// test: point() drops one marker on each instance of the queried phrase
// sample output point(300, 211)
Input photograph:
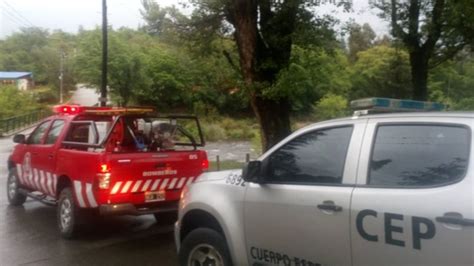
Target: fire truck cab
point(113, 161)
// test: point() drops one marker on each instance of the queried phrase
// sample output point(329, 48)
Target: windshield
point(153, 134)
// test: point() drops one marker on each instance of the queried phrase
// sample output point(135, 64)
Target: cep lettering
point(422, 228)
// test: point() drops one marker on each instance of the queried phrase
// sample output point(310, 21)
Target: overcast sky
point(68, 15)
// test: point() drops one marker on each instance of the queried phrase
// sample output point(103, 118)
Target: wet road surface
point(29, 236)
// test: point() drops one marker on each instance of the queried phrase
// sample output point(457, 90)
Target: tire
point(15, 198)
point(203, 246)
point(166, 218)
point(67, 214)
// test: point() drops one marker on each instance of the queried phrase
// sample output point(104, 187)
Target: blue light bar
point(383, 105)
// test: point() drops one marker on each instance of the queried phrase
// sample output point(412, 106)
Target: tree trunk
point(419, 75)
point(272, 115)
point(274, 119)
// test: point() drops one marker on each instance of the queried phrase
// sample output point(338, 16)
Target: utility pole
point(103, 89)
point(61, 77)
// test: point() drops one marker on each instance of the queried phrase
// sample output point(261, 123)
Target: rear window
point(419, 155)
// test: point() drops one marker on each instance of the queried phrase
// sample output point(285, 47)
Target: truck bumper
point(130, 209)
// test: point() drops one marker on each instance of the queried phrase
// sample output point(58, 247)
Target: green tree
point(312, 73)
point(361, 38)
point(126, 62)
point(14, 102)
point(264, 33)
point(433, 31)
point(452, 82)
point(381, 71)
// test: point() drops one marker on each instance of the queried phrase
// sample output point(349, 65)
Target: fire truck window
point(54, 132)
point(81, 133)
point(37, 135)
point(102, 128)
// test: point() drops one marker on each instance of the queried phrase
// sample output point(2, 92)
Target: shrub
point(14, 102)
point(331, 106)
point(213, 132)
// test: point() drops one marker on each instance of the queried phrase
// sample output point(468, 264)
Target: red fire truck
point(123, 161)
...
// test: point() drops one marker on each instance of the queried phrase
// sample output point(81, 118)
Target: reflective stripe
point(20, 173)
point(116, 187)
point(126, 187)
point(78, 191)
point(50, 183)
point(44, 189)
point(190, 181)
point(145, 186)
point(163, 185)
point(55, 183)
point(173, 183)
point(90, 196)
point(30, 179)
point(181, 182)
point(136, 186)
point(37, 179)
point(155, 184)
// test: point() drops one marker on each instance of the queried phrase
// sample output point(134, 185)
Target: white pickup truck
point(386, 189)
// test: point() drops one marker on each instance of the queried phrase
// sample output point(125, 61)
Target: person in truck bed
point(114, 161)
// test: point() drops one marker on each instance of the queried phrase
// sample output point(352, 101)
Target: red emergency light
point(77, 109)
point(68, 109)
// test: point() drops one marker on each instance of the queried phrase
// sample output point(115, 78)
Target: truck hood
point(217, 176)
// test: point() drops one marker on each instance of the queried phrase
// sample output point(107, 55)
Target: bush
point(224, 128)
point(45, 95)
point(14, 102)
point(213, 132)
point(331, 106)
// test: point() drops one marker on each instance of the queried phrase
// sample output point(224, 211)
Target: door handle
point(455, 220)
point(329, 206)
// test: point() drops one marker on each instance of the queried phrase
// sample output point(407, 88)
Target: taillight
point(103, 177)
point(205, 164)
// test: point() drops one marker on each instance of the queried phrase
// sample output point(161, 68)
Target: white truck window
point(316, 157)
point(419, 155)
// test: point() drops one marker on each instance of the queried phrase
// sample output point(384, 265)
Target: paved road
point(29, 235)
* * *
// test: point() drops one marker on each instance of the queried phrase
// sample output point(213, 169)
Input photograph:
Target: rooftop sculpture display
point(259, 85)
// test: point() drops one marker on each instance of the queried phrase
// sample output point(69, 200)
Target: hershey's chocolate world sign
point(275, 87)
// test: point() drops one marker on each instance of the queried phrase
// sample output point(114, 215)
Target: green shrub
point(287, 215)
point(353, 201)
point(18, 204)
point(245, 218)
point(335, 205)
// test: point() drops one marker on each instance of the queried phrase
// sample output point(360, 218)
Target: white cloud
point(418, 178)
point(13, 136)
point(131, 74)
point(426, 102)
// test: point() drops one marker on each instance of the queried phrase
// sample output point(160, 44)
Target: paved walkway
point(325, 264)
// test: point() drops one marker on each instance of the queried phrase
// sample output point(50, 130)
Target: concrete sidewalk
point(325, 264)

* [WORK TO COMPLETE]: Pick out each line in the rows above that contains the word "tree", matching case exactly, and copy those lines.

* [WRITTEN RESPONSE]:
Target: tree trunk
Target: green tree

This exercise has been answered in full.